__Quoted passage__
+++
January 2014

We’ve been spoiled over the past few years by nearly snowless winters and January days with highs averaging around 40 degrees. We tried for a few outdoor events, but each was snowed or frozen out. Still, we were able to kick off our very exciting Eel Grass Restoration effort in conjunction with the Cornell Cooperative, learning about the process and cutting a great many burlap ‘tortillas’ as a part of step 1. We also hit the shop and constructed 8 ‘Xbox’ bluebird boxes, which are brilliantly designed for our state bird to make a home in, and wonderfully fun to build. Now we’ll have to sit tight and wait for the warm weather to come back so that we can get those boxes out into the landscape!
+++
__Material shown__
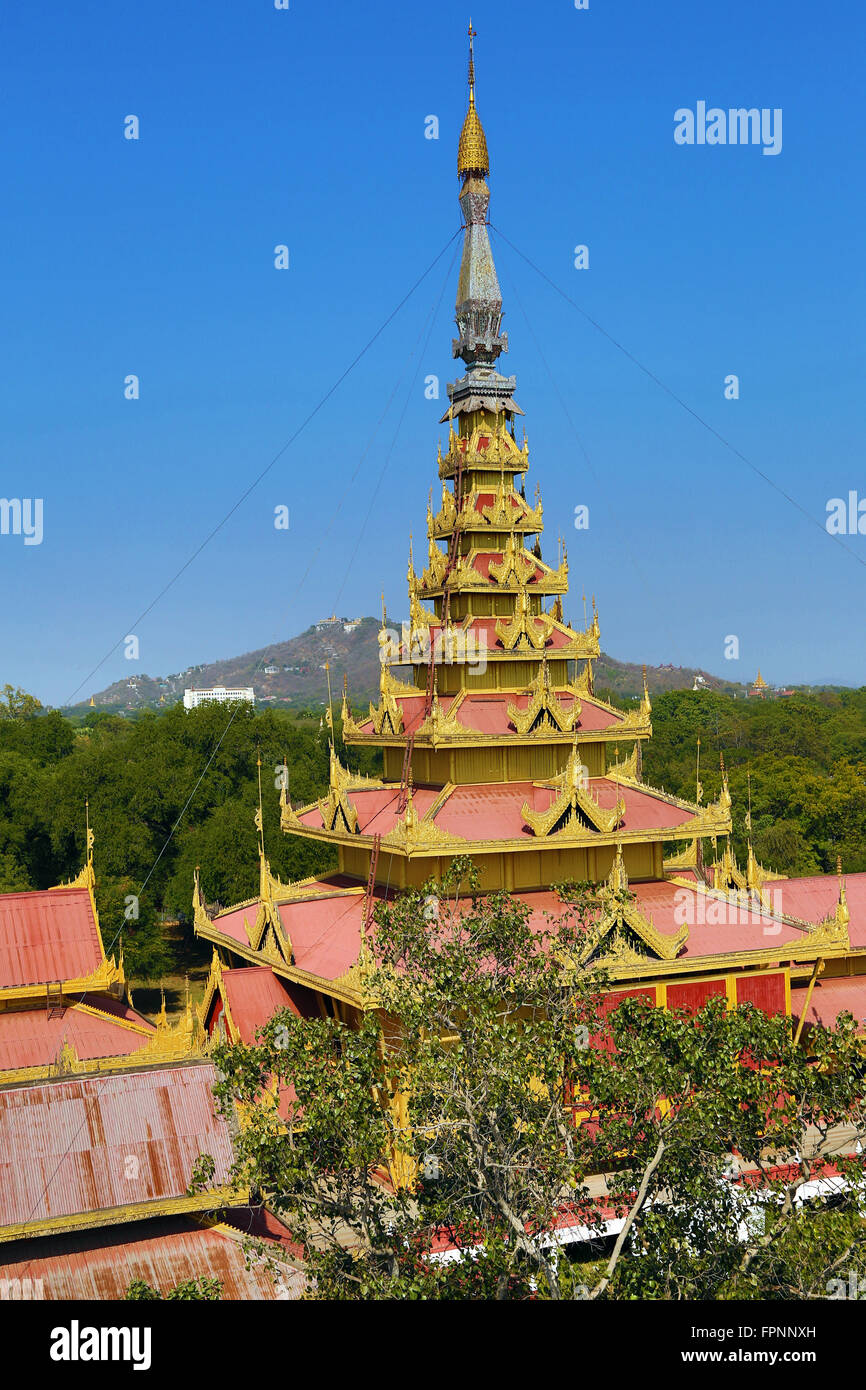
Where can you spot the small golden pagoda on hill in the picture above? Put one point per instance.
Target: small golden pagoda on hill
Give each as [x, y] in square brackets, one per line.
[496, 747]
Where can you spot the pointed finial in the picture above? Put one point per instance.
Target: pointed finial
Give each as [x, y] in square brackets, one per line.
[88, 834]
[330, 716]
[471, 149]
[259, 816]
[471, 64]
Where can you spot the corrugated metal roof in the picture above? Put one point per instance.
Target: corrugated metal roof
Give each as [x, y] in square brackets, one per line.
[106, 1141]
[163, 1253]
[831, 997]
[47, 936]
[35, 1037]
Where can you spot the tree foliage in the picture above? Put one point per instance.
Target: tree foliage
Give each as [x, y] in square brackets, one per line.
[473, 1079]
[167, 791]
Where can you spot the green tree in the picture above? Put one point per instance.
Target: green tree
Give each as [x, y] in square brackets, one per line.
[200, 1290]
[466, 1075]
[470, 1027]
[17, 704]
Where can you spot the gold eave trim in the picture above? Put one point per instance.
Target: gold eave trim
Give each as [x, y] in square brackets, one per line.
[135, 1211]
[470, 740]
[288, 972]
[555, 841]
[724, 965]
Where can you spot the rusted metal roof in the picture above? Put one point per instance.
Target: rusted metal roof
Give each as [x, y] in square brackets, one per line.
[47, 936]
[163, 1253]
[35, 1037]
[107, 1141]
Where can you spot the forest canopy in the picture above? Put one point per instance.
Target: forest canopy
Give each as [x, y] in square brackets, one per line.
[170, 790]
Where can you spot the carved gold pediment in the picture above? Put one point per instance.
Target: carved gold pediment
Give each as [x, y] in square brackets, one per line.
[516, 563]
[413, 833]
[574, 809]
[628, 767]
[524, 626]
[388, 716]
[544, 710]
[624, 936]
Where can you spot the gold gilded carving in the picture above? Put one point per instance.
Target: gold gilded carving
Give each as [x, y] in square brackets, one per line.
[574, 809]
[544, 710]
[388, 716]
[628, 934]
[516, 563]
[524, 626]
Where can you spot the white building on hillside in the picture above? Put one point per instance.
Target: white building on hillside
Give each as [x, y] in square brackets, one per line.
+++
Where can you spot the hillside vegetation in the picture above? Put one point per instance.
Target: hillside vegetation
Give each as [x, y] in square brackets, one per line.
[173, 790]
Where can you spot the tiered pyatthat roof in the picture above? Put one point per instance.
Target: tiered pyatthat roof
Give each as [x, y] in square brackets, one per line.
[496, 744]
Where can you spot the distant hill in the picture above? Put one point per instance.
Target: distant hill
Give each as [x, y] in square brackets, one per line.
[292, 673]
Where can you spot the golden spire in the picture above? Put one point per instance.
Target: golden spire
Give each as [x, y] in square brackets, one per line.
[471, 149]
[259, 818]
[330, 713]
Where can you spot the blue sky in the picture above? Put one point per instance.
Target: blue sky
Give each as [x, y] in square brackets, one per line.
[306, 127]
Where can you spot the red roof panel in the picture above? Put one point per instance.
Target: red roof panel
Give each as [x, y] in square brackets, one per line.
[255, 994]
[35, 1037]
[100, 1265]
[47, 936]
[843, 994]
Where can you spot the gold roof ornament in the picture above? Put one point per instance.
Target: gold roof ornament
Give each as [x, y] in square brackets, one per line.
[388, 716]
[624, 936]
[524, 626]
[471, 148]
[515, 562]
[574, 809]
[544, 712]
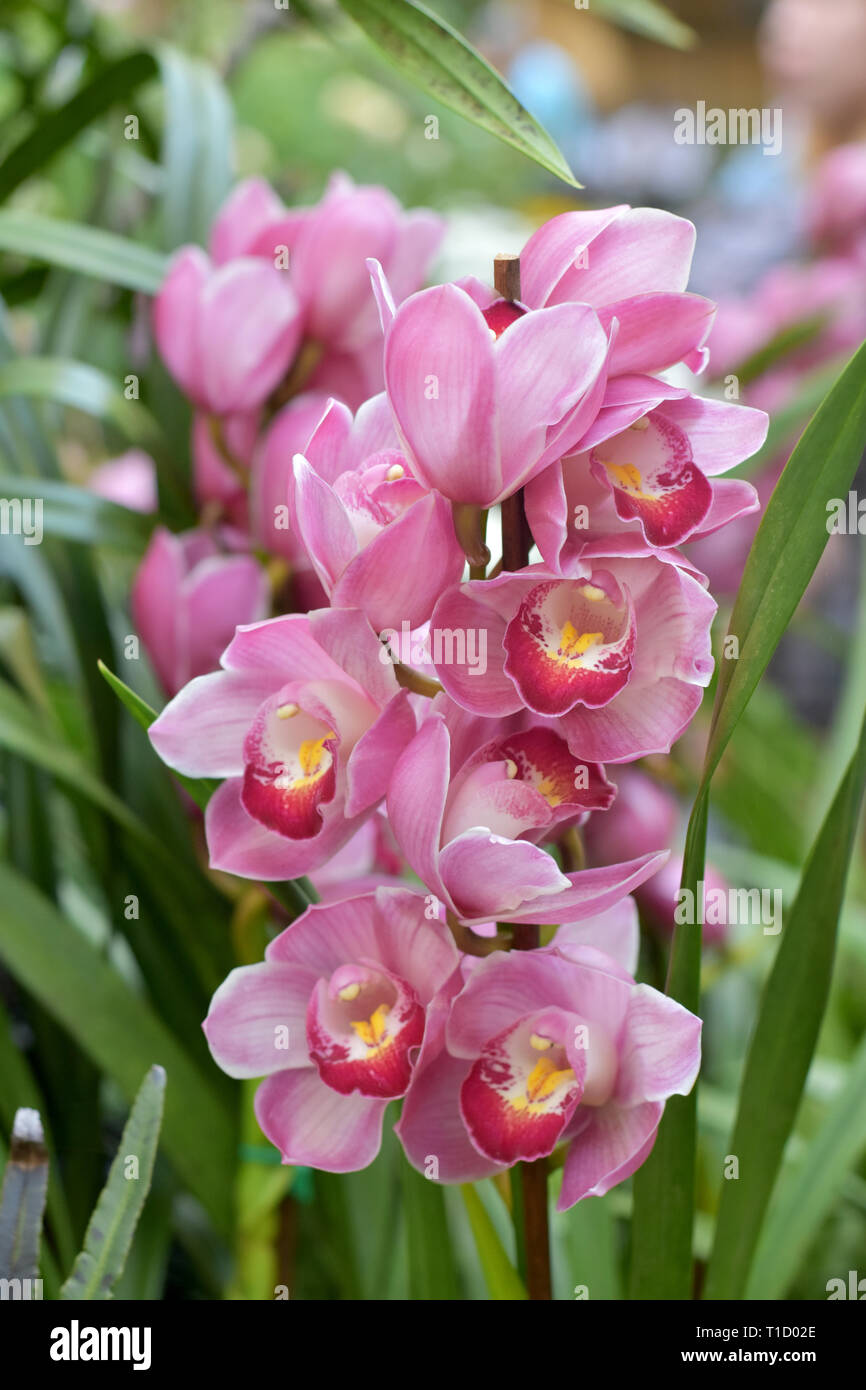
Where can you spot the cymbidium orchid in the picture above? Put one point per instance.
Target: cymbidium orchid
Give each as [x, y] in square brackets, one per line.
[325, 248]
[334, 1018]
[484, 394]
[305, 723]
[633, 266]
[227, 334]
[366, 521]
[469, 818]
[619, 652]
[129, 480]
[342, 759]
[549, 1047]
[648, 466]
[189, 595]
+++
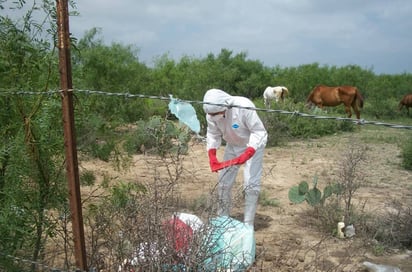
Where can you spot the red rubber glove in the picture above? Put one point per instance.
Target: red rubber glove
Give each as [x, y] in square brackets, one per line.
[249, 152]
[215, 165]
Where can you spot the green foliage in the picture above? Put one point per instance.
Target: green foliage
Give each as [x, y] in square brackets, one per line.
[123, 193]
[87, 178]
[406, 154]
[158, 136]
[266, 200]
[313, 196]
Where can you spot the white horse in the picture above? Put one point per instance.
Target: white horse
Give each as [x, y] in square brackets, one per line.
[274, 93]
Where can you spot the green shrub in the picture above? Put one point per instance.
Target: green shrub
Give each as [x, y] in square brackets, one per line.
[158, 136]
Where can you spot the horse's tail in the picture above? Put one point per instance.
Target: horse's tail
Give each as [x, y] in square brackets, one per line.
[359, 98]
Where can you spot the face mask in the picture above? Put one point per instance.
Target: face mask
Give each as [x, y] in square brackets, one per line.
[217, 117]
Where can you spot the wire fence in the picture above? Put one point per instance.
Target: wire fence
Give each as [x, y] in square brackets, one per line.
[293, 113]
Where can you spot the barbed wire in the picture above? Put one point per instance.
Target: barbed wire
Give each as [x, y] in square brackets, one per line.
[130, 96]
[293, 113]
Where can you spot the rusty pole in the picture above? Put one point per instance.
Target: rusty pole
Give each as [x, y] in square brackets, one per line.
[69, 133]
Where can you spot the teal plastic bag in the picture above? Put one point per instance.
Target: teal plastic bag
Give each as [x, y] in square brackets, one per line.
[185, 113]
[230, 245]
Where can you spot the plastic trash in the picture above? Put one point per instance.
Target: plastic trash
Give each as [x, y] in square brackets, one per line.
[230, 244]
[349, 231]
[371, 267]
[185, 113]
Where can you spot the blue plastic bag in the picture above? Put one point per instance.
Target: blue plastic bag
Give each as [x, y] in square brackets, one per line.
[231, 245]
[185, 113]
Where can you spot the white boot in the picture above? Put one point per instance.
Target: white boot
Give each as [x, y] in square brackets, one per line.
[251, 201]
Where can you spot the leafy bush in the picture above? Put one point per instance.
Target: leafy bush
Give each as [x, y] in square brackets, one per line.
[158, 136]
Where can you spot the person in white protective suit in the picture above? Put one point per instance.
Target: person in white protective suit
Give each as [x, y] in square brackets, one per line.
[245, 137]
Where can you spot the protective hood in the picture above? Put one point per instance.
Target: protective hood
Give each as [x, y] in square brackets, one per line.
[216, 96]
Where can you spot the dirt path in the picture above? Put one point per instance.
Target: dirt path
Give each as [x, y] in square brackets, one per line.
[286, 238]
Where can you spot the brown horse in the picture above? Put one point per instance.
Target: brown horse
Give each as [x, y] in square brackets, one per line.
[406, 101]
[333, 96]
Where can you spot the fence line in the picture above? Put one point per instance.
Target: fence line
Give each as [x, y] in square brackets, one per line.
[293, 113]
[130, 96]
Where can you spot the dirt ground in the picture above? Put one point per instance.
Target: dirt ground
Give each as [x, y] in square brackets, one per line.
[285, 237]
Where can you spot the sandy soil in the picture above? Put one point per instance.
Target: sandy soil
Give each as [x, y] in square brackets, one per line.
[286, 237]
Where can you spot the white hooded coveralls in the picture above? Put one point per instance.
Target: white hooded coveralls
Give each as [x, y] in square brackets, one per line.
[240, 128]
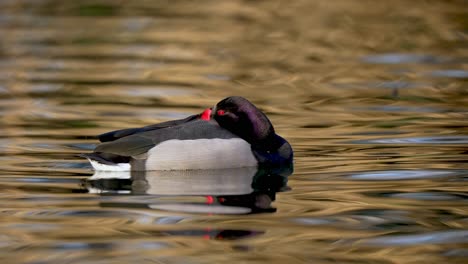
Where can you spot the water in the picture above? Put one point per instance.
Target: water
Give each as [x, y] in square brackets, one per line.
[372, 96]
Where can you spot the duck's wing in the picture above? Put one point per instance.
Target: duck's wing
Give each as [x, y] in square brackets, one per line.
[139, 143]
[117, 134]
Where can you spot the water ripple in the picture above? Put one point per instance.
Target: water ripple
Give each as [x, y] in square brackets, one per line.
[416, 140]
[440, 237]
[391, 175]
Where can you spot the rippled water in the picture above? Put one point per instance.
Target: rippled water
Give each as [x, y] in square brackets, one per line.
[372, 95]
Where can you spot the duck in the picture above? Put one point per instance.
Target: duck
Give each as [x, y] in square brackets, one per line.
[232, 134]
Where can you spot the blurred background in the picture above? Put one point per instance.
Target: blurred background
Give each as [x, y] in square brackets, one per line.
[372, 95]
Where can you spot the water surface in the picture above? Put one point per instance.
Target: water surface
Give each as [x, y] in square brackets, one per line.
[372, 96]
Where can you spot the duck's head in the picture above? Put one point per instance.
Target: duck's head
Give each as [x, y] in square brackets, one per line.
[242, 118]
+++
__Problem set__
1) According to the January 2014 update, with which organization was the Eel Grass Restoration effort begun?
2) Carry the January 2014 update forward from its final sentence.
The records bear no relation to the January 2014 update.

__Expected outputs__
1) The Cornell Cooperative.

2)
February 2014

The cold and snow can’t stop these volunteers from getting out and doing good! We camped out at the barn for most events, though we did start the month in the Long Island Native Plant Initiative’s greenhouse, helping them to remove seed from the native grasses they harvested in the fall and dried over the winter. These seeds will be planted for seedlings in the spring and sold to Long Island homeowners and landscapers to help restore Long Island’s native ecosystems. We then focused on our own garden, kicking off the season with a planning session. Our mouths were watering by the time we left, thinking of all the organic, homegrown goodies we’ll have to cook! Our next event had our hands back into bags of native seeds, this time planting them in flats to be put outside and grown in a semi-natural way. This time, the seedlings are destined for local native gardens installed by Four Harbors Audubon Society. The following two get-togethers involved our eel grass restoration interns. We gathered to watch movies and punch out hundreds of ‘burlap tortillas.’ We were even treated to quesadillas during one session! To wrap up the month, hiked around the fields at Avalon removing the old bird boxes, which had many holes and mice in them, and replaced them with weather-proofed bluebird boxes in hopes of attracting more of our lovely state bird this spring. Fingers crossed!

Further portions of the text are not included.